▶ _Задание 1_: Найдите в записях все строки, где встречается слово «tiled», и перепишите их с учетом регистра букв.

═════ Цитируемый отрывок

Поговорим о вкусах гл. 2

Людмила Волкова
 

                Глава     2

                Повторяю:  я пишу не о том, как проявилась личность писателя в идейном замысле его произведений,  тем более в их сюжете, интриге, композиции. Я намеренно сужаю  круг вопросов, связанных с качеством написанного.  Это МНЕ кажется, что язык и стиль автора (то есть творческая манера) раскрывают внутренний мир писателя даже против его воли. И психологизм, без которого герой просто мертв, тоже вытекает из этих двух компонентов.
                Вот я сравниваю стилистику  дневников, писем  писателей с их художественными произведениями  и нахожу удивительное сходство.  Понятно, что  в личной переписке нет никаких метафор и прочих  литературных приемов, которые помогают создать «параллельный» мир,  вымышленный.
                Письма Антона Чехова Ольге Книппер-Чеховой сохраняют его легкий стиль. Фразы  короткие, мысли четкие, эмоциональная тональность адекватна душевному состоянию его героев из пьес «Чайка», «Дядя Ваня», «Иванов», «Три сестры», «Вишневый сад». Особенно тех,  кто отражает   авторское мировоззрение.
                В этих письмах Чехов ироничен,  свои тревоги  важные мысли  передает  в шутливой форме, без пространных фраз,  где  куча  подробностей:
Вот   одно из писем  будущей  жене, актрисе Ольге Книппер.
16 июня 1899 г. Мелихово
«Что же это значит? Где Вы? Вы так упорно не шлете о себе вестей, что мы совершенно теряемся в догадках и уже начинаем думать, что Вы забыли нас и вышли на Кавказе(1) замуж. Если в самом деле Вы вышли, то за кого? Не решили ли Вы оставить сцену?
Автор забыт - о, как это ужасно, как жестоко, как вероломно!
Все шлют Вам привет. Нового ничего нет. И мух даже нет. Ничего у нас нет. Даже телята не кусаются. Я хотел тогда проводить Вас на вокзал, но, к счастью, помешал дождь».
                В своих ответных письмах Ольга не даром давала ему такую характеристику: "ты большой человек", "настоящий человек", "мой человек будущего".(комментарии В. Катаева. М, Наследие, 1996.  607 с. Переписка русских писателей)
                Но в письмах к жене –  теперь уже Книппер-Чеховой –  Антон Павлович затрагивает не только личные стороны жизни их обоих, а и обсуждает проблемы современного театра,  игру актеров, поднимает множество социальных вопросов.

══════════
═════ Предоставленные записи

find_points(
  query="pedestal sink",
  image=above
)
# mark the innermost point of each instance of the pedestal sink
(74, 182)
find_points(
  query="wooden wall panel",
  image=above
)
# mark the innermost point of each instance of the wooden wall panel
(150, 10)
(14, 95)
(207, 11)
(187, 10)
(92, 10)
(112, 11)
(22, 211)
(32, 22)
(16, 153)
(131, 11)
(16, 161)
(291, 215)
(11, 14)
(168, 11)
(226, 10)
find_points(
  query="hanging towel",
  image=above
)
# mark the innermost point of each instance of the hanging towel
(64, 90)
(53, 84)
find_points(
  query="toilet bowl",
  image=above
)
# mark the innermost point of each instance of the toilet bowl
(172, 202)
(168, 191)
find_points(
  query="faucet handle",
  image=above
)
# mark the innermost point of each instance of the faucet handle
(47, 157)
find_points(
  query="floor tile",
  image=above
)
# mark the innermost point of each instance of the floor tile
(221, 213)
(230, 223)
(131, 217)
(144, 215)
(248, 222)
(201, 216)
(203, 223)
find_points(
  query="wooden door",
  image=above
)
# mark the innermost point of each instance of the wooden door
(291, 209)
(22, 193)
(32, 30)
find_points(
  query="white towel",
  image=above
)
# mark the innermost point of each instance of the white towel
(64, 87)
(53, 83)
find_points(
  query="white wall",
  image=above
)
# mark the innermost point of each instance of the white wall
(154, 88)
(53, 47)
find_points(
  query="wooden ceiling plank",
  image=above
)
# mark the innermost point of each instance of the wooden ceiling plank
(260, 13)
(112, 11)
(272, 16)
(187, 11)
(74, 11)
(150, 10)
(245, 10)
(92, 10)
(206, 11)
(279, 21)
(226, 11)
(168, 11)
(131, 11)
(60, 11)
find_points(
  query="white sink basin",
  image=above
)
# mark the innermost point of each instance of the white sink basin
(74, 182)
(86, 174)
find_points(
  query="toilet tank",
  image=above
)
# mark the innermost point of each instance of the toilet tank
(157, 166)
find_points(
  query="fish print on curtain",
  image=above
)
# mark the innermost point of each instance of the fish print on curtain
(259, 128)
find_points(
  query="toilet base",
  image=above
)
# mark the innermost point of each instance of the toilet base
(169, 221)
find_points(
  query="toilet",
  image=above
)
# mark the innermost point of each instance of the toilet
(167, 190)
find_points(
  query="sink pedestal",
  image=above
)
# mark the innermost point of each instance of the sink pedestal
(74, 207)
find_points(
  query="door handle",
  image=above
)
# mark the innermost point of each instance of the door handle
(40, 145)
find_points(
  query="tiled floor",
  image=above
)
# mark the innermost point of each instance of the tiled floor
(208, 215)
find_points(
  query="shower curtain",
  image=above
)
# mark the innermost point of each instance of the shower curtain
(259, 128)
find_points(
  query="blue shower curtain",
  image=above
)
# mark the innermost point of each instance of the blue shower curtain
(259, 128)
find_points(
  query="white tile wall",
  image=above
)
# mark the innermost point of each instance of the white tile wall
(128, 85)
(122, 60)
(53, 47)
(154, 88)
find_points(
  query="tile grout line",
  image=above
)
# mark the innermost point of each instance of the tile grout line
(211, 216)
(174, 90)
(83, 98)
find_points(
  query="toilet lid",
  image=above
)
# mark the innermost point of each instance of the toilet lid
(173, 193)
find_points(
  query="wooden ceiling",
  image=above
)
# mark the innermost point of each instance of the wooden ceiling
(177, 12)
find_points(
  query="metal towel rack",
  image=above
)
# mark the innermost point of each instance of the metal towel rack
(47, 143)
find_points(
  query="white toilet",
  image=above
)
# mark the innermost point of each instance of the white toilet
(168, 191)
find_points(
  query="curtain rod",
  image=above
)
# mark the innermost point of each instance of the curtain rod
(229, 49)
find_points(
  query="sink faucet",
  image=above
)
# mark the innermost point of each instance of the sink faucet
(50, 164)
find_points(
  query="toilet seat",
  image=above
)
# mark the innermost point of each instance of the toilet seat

══════════

▶ _Задание 2_:
Ответьте на вопросы по отрывку.
(а) Какие пьесы Чехова перечислены в отрывке?
(б) Какая дата и какое место указаны над письмом Ольге Книппер?
(в) Что, по словам письма, помешало проводить адресата на вокзал?

▶ _Ожидаемый ответ 1_:
  query="tiled floor",
# mark the innermost point of each instance of the tiled floor

▶ _Ожидаемый ответ 2_:
(а) «Чайка», «Дядя Ваня», «Иванов», «Три сестры», «Вишневый сад».
(б) 16 июня 1899 г., Мелихово.
(в) Дождь.